* **WHAT NEEDS TO BE DONE**
Retype each line exactly as it stands, beginning at the first line of the material and finishing with the line that contains "Target: car door".

* **RECORDS PROVIDED**
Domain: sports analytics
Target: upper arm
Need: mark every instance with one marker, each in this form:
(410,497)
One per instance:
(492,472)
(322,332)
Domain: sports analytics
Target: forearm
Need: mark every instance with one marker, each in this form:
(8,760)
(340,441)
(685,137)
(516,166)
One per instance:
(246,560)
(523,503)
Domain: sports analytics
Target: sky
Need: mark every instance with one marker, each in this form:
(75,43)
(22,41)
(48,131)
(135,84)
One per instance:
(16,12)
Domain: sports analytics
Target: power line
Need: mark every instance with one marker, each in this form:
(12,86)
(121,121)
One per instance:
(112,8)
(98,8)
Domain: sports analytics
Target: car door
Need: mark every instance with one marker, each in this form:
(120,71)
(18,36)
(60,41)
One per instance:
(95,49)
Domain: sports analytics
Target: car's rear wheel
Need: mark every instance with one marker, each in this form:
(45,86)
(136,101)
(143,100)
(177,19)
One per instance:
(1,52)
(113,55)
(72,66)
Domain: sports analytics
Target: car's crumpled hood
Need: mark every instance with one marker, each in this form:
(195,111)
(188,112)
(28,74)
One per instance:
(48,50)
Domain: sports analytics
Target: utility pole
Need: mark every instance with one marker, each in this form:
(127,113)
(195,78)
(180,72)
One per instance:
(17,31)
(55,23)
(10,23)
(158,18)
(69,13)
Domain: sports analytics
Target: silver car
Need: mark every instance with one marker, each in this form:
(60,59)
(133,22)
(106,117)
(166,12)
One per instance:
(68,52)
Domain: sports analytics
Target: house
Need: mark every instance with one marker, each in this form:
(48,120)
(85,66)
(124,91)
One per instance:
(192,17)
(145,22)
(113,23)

* **EXERCISE RESULT**
Domain: sports analytics
Target: upper arm
Need: mark every instance with one marker, each in this form:
(410,497)
One per instance:
(492,472)
(322,332)
Domain: sports analytics
Target: forearm
Need: mark every instance with one marker, each in this form:
(8,760)
(340,441)
(685,137)
(516,166)
One per instance:
(246,560)
(523,503)
Domain: sports analytics
Target: sky
Need: mark every instance with one marker, each in this form:
(75,43)
(22,41)
(48,131)
(135,84)
One per instance:
(16,12)
Domain: sports analytics
Target: power line
Need: mark every instance with one marker, each in this form:
(12,86)
(121,121)
One per instance:
(112,8)
(98,8)
Domain: sports analytics
Target: car door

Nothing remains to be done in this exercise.